THINGS TO DO:
1. Translate into Spanish the following sentence from the article on skilled nursing occupancy: "The Chicago-based Aging Media Network publishes both Senior Housing News and Skilled Nursing News."
2. Reproduce the passage of the article on skilled nursing occupancy from "Experts expect slow" up to and including "investors and providers.".
3. Take the article on skilled nursing occupancy further, beginning after its final sentence.
╭─ SUPPLIED TEXT
Experts expect slow occupancy rates in skilled nursing facilities

Multiple players across the skilled nursing industry have offered predictions as to when slumping occupancy figures will bottom out, and two prominent voices earlier this month declared that the bottom may be upon us.

“I think we’re probably at around the trough,” Sabra Health Care REIT (Nasdaq: SBRA) chief investment officer Talya Nevo-Hacohen said during the Senior Housing News Summit in Los Angeles.

The Chicago-based Aging Media Network publishes both Senior Housing News and Skilled Nursing News.

Nevo-Hacohen was seconding a prediction from LTC Properties (NYSE: LTC) president and CEO Wendy Simpson, who pointed to favorable demographic trends over the next 10 to 15 years as a source of optimism for investors and providers.

“We hope that occupancy — both on the skilled nursing and the assisted living side — has hit kind of a trough over the last couple of years,” Simpson said.
╰─
╭─ INFORMATION
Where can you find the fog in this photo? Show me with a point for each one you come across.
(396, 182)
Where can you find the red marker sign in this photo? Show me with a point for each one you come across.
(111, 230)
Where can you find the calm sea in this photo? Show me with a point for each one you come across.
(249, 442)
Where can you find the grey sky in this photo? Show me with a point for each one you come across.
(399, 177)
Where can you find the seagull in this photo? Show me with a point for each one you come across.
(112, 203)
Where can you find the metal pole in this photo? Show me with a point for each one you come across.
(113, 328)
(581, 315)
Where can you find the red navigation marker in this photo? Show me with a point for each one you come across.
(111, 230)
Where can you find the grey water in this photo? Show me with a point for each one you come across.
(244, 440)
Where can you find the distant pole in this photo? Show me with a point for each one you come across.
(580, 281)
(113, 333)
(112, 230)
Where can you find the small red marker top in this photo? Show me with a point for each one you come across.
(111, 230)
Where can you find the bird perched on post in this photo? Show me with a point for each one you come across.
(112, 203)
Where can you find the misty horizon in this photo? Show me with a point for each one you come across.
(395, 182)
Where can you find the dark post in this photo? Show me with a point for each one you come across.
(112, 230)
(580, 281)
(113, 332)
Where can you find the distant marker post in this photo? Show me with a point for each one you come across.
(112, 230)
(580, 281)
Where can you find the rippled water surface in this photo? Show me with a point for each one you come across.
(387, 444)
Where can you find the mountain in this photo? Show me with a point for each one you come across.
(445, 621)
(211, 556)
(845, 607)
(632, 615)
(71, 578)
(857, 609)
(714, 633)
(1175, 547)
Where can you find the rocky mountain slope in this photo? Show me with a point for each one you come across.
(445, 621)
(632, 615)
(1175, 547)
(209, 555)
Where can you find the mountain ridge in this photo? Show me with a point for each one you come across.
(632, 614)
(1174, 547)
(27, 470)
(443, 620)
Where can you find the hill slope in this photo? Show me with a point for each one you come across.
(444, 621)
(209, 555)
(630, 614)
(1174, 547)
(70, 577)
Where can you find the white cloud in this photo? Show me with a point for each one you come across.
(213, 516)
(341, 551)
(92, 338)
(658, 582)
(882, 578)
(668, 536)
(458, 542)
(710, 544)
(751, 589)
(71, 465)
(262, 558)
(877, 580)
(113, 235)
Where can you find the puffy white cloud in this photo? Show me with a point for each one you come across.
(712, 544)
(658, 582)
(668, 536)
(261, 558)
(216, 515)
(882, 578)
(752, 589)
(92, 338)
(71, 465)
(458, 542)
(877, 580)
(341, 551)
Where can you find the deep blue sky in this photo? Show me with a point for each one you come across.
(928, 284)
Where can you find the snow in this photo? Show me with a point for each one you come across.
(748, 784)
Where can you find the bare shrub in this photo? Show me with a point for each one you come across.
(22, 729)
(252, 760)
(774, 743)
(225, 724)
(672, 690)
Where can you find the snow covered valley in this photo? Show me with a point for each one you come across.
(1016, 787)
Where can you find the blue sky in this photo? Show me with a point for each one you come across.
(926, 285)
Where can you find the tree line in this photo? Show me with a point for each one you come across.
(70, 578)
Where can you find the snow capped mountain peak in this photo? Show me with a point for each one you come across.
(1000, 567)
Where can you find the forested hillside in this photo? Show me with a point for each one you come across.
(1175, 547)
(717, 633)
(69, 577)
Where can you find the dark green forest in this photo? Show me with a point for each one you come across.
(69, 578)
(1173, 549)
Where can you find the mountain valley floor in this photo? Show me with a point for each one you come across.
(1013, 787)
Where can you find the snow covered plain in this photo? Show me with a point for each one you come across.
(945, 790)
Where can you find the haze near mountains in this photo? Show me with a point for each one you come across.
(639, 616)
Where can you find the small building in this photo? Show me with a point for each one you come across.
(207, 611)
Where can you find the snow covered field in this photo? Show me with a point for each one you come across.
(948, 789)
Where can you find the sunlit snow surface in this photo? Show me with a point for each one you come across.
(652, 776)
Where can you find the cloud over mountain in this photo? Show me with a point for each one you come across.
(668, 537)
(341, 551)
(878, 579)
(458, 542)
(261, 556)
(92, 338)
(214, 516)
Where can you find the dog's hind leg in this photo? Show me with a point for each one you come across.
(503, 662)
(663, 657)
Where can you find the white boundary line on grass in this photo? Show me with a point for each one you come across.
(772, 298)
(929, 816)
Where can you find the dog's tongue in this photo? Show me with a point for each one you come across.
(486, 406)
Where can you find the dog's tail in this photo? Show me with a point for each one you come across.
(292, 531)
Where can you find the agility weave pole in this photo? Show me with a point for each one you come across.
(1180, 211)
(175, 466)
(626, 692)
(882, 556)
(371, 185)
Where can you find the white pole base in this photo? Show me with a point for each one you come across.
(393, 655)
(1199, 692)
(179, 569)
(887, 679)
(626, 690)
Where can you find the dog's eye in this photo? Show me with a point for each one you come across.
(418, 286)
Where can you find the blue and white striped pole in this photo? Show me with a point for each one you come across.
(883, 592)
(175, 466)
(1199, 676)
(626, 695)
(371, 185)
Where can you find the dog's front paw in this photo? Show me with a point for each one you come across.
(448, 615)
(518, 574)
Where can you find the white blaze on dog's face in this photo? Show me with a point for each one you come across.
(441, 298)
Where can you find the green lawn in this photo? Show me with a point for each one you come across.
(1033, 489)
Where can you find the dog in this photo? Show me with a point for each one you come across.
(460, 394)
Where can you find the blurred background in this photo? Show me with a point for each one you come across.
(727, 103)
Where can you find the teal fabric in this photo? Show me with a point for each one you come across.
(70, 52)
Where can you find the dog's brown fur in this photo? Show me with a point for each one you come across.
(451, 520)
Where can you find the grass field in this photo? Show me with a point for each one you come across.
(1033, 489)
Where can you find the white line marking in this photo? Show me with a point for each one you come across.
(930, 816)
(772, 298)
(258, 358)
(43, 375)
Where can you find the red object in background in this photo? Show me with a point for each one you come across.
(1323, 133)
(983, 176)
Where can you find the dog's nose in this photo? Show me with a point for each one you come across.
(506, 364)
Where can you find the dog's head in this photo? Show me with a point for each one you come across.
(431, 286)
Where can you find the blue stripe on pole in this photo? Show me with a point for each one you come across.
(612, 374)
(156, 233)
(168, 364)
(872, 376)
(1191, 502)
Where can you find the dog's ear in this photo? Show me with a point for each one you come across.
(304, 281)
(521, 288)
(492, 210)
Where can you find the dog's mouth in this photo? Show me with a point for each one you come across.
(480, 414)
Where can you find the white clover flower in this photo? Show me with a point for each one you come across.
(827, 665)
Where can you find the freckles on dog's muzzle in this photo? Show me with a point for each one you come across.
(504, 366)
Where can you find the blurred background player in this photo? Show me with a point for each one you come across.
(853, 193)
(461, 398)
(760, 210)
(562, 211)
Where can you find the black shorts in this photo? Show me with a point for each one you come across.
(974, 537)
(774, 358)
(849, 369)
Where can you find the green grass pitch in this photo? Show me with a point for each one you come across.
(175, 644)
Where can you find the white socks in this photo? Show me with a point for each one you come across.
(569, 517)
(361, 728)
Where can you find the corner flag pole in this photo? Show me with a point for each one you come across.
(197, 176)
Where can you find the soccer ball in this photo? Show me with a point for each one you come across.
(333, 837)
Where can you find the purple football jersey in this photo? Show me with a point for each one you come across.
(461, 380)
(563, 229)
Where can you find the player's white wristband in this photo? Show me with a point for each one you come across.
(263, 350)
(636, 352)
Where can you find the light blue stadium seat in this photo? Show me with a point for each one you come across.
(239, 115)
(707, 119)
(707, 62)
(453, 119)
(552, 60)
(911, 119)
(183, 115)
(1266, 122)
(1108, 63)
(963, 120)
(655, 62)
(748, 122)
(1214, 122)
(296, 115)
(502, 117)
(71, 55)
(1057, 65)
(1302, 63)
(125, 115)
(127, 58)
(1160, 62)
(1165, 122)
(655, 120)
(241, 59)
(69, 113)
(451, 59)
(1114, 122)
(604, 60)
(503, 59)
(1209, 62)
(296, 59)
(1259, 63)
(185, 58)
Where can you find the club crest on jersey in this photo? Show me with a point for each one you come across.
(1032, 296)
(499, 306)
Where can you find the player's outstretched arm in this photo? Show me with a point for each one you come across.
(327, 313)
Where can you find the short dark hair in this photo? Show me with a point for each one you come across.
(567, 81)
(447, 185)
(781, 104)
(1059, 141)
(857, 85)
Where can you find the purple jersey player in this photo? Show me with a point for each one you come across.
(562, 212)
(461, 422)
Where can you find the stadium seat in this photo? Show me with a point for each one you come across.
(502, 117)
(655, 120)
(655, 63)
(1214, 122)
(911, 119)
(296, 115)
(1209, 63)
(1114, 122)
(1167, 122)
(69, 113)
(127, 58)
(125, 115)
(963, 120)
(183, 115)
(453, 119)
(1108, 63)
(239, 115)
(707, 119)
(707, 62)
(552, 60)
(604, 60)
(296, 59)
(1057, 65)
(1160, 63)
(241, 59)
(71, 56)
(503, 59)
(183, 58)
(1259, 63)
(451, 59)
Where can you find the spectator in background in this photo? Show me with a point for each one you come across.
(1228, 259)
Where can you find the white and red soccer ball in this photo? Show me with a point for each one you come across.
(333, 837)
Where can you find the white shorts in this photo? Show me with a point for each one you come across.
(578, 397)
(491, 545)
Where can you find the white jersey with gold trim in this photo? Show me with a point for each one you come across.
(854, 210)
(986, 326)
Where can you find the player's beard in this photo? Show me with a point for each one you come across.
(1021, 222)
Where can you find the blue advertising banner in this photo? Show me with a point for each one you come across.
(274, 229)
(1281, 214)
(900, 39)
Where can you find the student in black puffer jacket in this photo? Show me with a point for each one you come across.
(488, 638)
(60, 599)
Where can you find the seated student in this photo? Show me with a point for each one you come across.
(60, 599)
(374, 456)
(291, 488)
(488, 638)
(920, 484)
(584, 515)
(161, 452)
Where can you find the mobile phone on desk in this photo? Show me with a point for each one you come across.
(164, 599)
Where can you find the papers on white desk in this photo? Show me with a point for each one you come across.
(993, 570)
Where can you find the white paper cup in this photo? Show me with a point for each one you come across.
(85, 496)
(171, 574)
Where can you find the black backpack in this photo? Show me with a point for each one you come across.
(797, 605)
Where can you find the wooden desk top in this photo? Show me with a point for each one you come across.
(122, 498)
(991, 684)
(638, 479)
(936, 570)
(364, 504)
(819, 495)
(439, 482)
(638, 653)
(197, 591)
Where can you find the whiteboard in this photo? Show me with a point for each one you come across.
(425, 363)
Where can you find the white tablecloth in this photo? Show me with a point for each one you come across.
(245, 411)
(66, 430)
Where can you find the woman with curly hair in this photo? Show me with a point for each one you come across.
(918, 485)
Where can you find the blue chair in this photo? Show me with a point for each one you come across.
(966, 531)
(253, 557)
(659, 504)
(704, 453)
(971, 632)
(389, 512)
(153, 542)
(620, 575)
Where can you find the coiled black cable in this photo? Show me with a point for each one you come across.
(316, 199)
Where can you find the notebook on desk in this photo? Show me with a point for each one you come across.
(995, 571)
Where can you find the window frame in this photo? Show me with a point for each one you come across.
╰─
ANSWERS FOR THIS EXERCISE:
1. Aging Media Network, con sede en Chicago, publica tanto Senior Housing News como Skilled Nursing News.

2.
Experts expect slow occupancy rates in skilled nursing facilities

Multiple players across the skilled nursing industry have offered predictions as to when slumping occupancy figures will bottom out, and two prominent voices earlier this month declared that the bottom may be upon us.

“I think we’re probably at around the trough,” Sabra Health Care REIT (Nasdaq: SBRA) chief investment officer Talya Nevo-Hacohen said during the Senior Housing News Summit in Los Angeles.

The Chicago-based Aging Media Network publishes both Senior Housing News and Skilled Nursing News.

Nevo-Hacohen was seconding a prediction from LTC Properties (NYSE: LTC) president and CEO Wendy Simpson, who pointed to favorable demographic trends over the next 10 to 15 years as a source of optimism for investors and providers.

3.
The reasons for the occupancy declines have varied between the skilled nursing and senior housing markets: The former has dealt with reimbursement pressures and a shifting model that has put a premium on shorter lengths of stay, while the latter has struggled with a glut of assets that don’t match current consumer demand — particularly in the memory care space. Both sectors have repeatedly pointed to the so-called “silver tsunami” as a source of continued optimism in the face of sagging census, but Nevo-Hacohen preached caution when looking toward the future.

“You’ve got to remember that X axis — people only grow older one year at a time,” she said. “There’s never an acceleration of that timeframe,  and so you have to be patient. And we have gotten ahead in terms of developing supply in certain markets ahead of where the population is. But it will catch up.”

During the course of the wide-ranging talk — which also featured Sarabeth Hanson, president and CEO of senior living company Harbor Retirement Associates — Nevo-Hacohen described a rift between private and public investors in the skilled nursing community. With only a few public companies to use as reference points when analyzing potential deals, investors might be scared off or simply “baffled” by the industry, particularly amid well-publicized issues at players such as Genesis Healthcare (NYSE: GEN) and Kindred Healthcare’s complete exit from the space last year.

“The public market investor, and that’s our shareholders … and others find that with the choices they have to make as to where they place their dollars, the skilled nursing business is a complicated business, and they don’t necessarily have the patience to really figure it out,” she said.